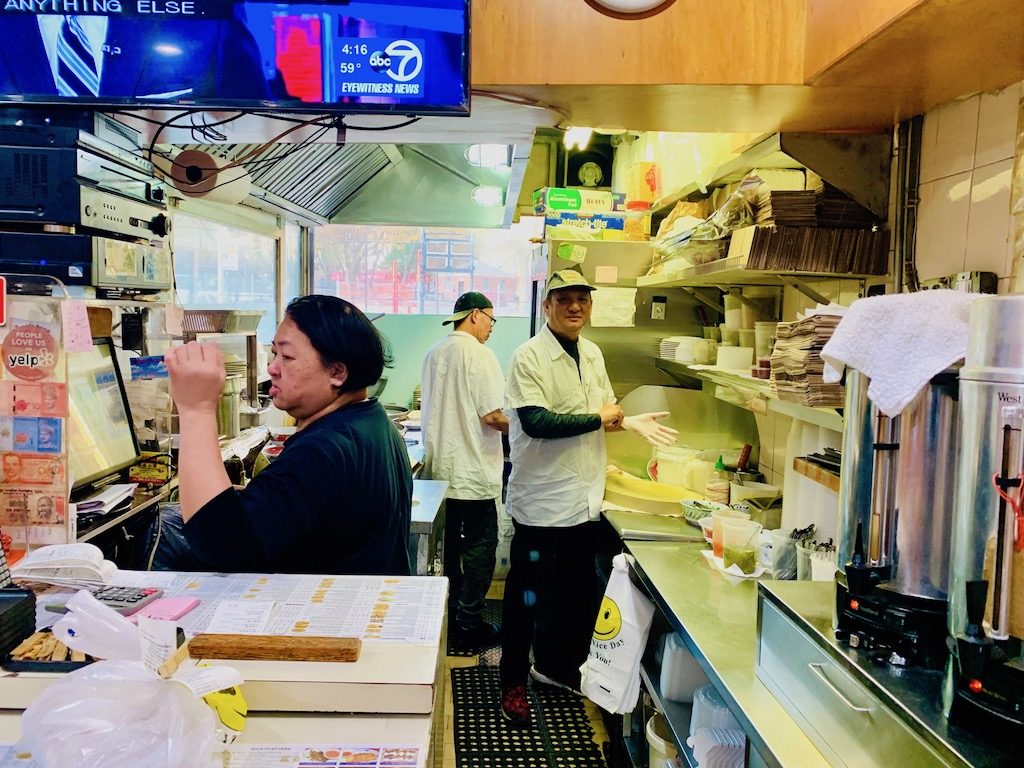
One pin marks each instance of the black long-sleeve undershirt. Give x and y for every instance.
(540, 422)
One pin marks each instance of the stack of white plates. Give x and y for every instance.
(235, 366)
(667, 347)
(718, 748)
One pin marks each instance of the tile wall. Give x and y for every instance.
(964, 219)
(964, 223)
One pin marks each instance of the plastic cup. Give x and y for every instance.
(822, 566)
(804, 562)
(718, 518)
(740, 544)
(705, 350)
(783, 555)
(763, 334)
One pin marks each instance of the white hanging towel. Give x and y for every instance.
(610, 676)
(900, 341)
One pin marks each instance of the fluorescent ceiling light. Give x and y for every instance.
(578, 138)
(489, 156)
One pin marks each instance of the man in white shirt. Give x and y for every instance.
(463, 421)
(560, 403)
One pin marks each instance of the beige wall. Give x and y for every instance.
(964, 220)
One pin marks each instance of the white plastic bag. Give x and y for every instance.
(610, 676)
(118, 715)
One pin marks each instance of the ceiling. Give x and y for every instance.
(371, 173)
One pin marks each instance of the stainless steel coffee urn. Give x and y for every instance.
(985, 674)
(896, 503)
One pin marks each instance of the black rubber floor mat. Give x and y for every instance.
(558, 736)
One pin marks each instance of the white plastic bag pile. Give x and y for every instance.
(120, 713)
(610, 676)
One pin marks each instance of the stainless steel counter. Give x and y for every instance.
(717, 620)
(914, 695)
(647, 527)
(426, 534)
(428, 496)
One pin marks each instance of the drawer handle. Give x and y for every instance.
(816, 669)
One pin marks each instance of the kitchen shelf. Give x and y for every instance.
(732, 271)
(855, 164)
(677, 716)
(762, 398)
(818, 474)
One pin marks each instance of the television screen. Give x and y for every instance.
(101, 438)
(406, 56)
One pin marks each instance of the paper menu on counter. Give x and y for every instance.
(327, 755)
(374, 608)
(66, 564)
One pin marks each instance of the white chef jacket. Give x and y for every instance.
(462, 382)
(556, 482)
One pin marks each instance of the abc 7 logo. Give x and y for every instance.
(401, 60)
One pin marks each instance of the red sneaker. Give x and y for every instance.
(515, 705)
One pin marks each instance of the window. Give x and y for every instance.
(422, 270)
(221, 266)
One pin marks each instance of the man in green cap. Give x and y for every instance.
(463, 394)
(560, 403)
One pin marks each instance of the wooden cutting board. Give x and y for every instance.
(275, 647)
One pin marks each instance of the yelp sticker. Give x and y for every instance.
(30, 352)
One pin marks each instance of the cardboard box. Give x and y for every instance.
(556, 199)
(603, 226)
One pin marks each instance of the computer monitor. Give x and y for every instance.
(101, 438)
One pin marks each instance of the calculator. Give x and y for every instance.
(125, 600)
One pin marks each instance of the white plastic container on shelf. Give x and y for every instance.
(660, 749)
(681, 675)
(733, 310)
(721, 748)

The problem: Format the lines above as a JSON list of strings, one string per line, omitting the pictures and any blank lines.

Result of this exercise:
[
  "One pin marks each instance of the black long-sleeve undershirt. Give x and y for every instance.",
  "(540, 422)",
  "One pin marks each instance of the stack of white plates. Give x and y for every instance.",
  "(235, 366)",
  "(667, 347)",
  "(718, 748)",
  "One pin marks each instance of the tile wall. Give x and y for every instance.",
  "(964, 219)",
  "(964, 223)",
  "One pin marks each instance of the plastic cup. Give x and y for every instance.",
  "(822, 566)",
  "(804, 562)",
  "(718, 518)",
  "(740, 544)",
  "(705, 350)",
  "(783, 555)",
  "(763, 334)",
  "One pin marks each instance of the white hanging towel. Give x and y for every instance.",
  "(610, 676)",
  "(900, 341)",
  "One pin marks each instance of the fluorescent ceiling light. Give x and y for every instance.",
  "(578, 138)",
  "(489, 156)",
  "One pin marks each instance of the man in white shirt. Give x and y for every instance.",
  "(463, 421)",
  "(560, 403)",
  "One pin marks each instance of the beige wall. Give x and y for every instance.",
  "(964, 220)",
  "One pin marks each instance of the white plastic bag. Give x and y for every instance.",
  "(610, 676)",
  "(118, 715)",
  "One pin marks each instance of the ceiling. Give x and y for every instance.",
  "(371, 173)",
  "One pin marks each instance of the stainless steel coffee urn. Give x and y for every instance.",
  "(985, 674)",
  "(896, 503)",
  "One pin marks each instance of the black rubber floor mat. Give x and y for every instance.",
  "(558, 736)",
  "One pin marks each instance of the white plastic bag pile. Give x and y for every instance.",
  "(120, 713)",
  "(610, 676)",
  "One pin marks each instance of the stainless steel counter. Give x and y for every instance.",
  "(717, 620)",
  "(914, 695)",
  "(647, 527)",
  "(426, 534)",
  "(428, 496)",
  "One pin marks each instance of the drawer handle. Give x and y for every instance.",
  "(816, 669)",
  "One pin marks each instance of the kitchen shelf. Give x and y for every instance.",
  "(732, 271)",
  "(855, 164)",
  "(677, 716)",
  "(762, 398)",
  "(818, 474)",
  "One pin marks each instance of the television screen. Give x and y for every instance.",
  "(101, 438)",
  "(406, 56)",
  "One pin marks each instance of the paper menu on counter. Give x and y for every instance.",
  "(327, 755)",
  "(374, 608)",
  "(66, 564)",
  "One pin marks each instance of the white chef jacket. Give x and y for every instance.",
  "(462, 382)",
  "(556, 482)",
  "One pin marks each instance of the abc 7 logo. Give x and y for every instance.",
  "(401, 60)",
  "One pin marks each instance of the red sneaker. Give x and y for every instance.",
  "(515, 705)",
  "One pin marks each instance of the window. Give x and y for every instance.",
  "(422, 270)",
  "(221, 266)",
  "One pin marks each instance of the man in green cap. Give x and y for every instance.",
  "(463, 394)",
  "(560, 403)",
  "One pin marks each instance of the wooden cutting board. Give x and y for every instance.",
  "(275, 647)",
  "One pin marks each instance of the yelp sticker. Give x and y for every instance.",
  "(30, 352)",
  "One pin marks each instance of the cardboard box. Give x and y for every instance.",
  "(556, 199)",
  "(603, 226)",
  "One pin marks each instance of the computer monitor. Give x and y for every instance.",
  "(101, 438)",
  "One pin marks each instance of the calculator. Give x and y for every instance.",
  "(125, 600)",
  "One pin marks each instance of the white plastic container on shelf. Give x and y for every instance.",
  "(660, 749)",
  "(681, 675)",
  "(733, 310)",
  "(721, 748)"
]